» INSTRUCTION: Which lines of the records contain the string "long"? Copy each such line, counting only matches with the same case.

====== DATASET EXCERPTS

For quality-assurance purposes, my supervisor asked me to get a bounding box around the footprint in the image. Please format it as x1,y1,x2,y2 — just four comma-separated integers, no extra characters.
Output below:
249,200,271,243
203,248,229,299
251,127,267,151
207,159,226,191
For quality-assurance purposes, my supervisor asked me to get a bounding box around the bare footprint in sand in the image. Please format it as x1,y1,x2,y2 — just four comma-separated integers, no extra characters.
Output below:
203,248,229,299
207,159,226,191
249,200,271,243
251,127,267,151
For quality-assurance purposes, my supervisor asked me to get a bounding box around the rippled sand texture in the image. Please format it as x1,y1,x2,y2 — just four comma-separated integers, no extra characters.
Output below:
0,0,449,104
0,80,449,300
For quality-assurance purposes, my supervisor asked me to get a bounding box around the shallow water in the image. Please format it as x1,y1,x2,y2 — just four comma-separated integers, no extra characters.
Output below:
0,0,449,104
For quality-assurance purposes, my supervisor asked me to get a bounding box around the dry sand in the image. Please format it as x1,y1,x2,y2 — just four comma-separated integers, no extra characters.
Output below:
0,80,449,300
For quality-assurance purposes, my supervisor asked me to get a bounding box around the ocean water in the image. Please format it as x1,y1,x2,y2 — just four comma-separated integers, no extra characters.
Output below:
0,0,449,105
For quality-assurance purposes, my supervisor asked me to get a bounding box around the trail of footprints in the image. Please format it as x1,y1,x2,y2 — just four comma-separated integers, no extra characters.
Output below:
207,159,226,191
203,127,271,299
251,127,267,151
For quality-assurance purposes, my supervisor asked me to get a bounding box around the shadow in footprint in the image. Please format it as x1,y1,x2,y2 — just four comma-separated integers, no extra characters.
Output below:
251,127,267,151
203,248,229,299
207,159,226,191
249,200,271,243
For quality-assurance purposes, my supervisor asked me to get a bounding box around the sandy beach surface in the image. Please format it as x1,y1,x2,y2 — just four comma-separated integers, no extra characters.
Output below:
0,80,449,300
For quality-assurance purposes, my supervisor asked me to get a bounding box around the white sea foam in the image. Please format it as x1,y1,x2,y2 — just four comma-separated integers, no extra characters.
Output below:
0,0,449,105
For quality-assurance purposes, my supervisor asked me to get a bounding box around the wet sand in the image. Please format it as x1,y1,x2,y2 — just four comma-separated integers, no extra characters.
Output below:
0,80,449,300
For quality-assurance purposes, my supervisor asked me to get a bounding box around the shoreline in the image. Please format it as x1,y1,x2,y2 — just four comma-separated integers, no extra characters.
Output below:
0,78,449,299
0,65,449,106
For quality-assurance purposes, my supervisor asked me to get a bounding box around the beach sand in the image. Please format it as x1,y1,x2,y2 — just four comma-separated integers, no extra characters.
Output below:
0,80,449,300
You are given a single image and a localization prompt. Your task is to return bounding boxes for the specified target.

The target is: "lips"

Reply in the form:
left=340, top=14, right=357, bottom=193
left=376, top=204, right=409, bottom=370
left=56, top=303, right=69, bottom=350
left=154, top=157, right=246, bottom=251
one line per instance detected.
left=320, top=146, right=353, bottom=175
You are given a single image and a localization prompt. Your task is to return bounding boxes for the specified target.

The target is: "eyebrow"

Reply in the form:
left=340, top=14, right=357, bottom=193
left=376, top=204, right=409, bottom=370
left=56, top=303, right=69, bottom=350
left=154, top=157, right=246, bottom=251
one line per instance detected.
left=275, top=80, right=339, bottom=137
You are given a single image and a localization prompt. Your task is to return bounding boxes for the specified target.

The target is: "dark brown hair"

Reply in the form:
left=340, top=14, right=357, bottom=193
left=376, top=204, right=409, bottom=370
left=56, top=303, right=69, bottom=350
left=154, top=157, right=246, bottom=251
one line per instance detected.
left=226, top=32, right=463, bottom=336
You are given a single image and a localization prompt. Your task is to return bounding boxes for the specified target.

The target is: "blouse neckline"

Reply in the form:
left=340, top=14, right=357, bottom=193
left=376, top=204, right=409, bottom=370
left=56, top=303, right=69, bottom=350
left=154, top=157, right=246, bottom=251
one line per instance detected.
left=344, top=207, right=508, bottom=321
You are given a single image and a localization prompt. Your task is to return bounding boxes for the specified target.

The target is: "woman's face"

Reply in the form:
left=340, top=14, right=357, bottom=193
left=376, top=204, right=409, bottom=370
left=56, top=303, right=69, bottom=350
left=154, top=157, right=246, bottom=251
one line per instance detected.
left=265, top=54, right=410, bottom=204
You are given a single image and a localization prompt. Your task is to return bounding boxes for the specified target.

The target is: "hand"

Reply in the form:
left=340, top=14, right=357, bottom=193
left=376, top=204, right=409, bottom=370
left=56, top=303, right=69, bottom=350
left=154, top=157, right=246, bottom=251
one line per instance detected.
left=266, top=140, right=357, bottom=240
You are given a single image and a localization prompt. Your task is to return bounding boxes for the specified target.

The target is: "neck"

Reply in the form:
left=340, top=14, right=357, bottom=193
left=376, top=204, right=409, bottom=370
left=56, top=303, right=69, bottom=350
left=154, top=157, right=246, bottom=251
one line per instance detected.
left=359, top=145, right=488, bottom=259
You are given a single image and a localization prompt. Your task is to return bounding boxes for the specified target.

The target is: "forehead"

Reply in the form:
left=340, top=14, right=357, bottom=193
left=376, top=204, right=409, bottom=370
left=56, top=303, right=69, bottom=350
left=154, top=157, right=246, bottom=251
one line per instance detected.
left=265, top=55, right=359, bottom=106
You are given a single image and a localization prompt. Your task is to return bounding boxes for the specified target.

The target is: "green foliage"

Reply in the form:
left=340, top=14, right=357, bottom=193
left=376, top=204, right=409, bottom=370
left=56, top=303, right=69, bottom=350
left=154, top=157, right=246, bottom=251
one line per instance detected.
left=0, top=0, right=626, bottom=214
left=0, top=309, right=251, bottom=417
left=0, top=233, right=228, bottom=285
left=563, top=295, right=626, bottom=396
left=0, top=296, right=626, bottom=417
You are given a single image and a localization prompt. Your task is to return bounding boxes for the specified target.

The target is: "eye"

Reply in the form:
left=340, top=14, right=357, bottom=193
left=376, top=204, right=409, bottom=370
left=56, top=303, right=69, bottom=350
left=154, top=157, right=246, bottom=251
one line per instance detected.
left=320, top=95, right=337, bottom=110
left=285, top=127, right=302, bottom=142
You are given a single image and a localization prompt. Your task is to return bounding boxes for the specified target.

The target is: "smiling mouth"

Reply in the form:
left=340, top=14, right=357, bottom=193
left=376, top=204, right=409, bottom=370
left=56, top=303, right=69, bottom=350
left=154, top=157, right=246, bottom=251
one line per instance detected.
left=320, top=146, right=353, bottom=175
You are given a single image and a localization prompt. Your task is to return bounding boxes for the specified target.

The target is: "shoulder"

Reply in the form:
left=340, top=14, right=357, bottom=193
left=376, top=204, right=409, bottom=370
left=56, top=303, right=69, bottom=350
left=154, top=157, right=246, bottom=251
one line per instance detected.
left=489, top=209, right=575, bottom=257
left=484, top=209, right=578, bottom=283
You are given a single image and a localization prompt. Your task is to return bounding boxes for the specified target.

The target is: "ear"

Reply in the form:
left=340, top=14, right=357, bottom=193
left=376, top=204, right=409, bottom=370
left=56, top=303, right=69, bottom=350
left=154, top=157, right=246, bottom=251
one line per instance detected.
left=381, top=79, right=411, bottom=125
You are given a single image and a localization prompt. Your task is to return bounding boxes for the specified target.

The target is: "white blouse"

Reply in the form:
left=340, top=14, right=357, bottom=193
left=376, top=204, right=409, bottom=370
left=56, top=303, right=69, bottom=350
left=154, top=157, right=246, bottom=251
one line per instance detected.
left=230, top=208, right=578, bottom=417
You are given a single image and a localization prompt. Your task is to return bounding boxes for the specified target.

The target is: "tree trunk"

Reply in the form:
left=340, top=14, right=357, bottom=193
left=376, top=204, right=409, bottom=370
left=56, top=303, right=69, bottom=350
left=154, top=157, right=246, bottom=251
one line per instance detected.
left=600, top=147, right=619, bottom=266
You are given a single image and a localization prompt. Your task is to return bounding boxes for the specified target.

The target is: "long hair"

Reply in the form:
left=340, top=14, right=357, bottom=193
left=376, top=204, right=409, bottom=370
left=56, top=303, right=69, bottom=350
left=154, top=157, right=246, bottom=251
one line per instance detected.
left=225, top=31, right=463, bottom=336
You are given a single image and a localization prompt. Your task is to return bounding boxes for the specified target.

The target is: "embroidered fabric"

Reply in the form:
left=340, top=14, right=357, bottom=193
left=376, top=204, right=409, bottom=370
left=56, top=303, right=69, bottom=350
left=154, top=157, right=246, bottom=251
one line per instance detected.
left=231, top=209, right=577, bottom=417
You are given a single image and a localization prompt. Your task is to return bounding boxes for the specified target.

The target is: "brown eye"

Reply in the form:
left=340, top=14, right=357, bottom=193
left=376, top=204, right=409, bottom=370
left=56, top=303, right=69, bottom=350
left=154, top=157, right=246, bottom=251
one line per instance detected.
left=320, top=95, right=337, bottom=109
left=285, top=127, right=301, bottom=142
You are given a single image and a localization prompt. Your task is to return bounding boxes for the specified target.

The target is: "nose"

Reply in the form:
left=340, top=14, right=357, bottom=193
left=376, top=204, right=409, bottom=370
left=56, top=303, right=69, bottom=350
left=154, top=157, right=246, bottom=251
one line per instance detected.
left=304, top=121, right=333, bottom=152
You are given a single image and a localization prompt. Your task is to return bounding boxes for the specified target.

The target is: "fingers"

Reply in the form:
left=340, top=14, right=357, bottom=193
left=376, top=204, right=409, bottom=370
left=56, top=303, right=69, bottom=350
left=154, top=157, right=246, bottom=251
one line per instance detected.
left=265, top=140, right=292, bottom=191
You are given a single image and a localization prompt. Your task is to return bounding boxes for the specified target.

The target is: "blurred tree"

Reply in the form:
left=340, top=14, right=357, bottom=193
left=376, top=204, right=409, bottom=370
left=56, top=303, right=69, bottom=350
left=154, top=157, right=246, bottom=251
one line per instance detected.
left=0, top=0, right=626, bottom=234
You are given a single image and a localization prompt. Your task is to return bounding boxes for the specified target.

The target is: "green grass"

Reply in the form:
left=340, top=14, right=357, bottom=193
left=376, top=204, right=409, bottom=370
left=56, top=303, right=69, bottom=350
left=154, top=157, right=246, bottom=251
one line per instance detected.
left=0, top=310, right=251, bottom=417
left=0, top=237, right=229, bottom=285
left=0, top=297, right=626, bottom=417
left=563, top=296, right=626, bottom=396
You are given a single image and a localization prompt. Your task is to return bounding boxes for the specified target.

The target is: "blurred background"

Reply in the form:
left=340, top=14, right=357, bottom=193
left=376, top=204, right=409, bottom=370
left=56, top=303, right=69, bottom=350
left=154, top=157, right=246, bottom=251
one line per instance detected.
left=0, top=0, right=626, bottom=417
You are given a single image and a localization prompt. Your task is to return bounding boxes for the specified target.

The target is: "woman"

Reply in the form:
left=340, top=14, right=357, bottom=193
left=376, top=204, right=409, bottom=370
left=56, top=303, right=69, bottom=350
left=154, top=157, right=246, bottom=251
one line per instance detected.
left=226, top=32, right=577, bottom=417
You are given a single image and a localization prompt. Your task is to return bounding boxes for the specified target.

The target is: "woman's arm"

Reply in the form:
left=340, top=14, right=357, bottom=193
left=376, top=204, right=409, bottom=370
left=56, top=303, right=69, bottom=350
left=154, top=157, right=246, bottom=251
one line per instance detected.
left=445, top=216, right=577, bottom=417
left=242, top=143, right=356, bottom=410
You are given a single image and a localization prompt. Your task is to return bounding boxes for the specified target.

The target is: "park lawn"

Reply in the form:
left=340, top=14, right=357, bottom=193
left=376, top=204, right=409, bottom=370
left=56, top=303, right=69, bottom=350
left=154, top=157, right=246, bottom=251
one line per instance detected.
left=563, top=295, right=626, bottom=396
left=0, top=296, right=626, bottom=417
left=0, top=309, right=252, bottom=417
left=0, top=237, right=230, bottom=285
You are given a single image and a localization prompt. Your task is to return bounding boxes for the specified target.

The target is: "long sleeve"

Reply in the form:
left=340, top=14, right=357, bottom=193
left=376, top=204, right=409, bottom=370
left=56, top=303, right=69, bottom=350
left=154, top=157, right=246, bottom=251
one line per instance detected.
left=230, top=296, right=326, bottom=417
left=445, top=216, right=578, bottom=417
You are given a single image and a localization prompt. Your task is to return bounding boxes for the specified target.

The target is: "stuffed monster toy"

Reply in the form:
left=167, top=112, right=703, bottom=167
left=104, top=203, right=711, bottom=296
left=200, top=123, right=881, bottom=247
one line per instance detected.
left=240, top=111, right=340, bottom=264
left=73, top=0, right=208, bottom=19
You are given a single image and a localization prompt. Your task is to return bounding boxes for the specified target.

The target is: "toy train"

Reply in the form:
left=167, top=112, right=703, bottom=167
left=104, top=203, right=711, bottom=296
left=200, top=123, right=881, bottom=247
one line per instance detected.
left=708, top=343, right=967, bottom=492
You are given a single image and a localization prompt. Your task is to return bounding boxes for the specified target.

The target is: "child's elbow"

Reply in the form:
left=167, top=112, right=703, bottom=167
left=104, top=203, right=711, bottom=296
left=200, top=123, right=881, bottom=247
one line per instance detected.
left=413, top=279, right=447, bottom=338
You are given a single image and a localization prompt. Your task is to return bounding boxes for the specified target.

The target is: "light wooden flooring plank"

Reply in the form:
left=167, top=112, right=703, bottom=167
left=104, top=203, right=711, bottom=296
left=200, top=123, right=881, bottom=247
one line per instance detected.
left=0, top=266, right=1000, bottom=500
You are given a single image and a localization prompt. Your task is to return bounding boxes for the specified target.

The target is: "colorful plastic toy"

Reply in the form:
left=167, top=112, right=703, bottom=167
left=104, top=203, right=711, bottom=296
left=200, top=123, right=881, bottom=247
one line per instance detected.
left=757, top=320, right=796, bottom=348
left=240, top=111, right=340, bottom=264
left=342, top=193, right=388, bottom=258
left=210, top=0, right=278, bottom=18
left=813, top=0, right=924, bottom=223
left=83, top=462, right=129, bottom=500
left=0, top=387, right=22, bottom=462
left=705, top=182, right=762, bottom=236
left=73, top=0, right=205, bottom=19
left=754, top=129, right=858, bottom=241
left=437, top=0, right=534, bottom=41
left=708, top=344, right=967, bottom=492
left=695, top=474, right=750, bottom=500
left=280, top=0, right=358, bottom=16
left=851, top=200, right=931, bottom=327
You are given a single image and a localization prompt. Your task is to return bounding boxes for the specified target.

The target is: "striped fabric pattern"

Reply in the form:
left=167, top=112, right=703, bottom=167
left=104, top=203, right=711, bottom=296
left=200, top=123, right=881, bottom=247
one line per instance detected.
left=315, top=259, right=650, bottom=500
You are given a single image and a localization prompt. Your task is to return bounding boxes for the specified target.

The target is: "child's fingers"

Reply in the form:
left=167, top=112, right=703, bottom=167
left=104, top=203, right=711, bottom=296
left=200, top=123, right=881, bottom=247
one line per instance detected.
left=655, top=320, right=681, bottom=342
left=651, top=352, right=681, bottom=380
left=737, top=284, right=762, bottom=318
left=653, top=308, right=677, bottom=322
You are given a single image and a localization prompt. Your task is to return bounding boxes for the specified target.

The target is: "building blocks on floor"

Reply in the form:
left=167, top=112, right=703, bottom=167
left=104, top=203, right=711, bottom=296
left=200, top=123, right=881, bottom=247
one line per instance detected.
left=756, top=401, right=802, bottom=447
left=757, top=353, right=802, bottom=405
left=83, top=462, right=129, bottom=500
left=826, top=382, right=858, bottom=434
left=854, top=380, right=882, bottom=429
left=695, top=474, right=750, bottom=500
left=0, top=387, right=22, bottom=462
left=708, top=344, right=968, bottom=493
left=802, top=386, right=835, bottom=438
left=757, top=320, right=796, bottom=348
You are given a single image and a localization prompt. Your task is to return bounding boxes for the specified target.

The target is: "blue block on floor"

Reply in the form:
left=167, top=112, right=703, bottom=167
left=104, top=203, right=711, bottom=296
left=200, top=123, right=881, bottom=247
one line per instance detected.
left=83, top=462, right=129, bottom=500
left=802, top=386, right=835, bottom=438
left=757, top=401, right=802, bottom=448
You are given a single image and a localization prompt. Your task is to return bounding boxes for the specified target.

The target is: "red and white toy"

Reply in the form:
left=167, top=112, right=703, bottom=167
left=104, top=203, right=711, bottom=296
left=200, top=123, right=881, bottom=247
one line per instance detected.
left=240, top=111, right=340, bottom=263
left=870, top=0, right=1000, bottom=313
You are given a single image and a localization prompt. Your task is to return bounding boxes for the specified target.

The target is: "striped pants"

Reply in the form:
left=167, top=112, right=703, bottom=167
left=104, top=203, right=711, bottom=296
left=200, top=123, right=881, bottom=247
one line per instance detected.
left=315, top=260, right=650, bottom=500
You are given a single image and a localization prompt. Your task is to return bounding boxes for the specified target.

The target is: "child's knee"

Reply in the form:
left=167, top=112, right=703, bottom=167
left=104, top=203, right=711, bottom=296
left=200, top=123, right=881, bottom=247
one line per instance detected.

============

» WRITTEN ANSWER:
The target is: "long hair"
The target is: "long sleeve"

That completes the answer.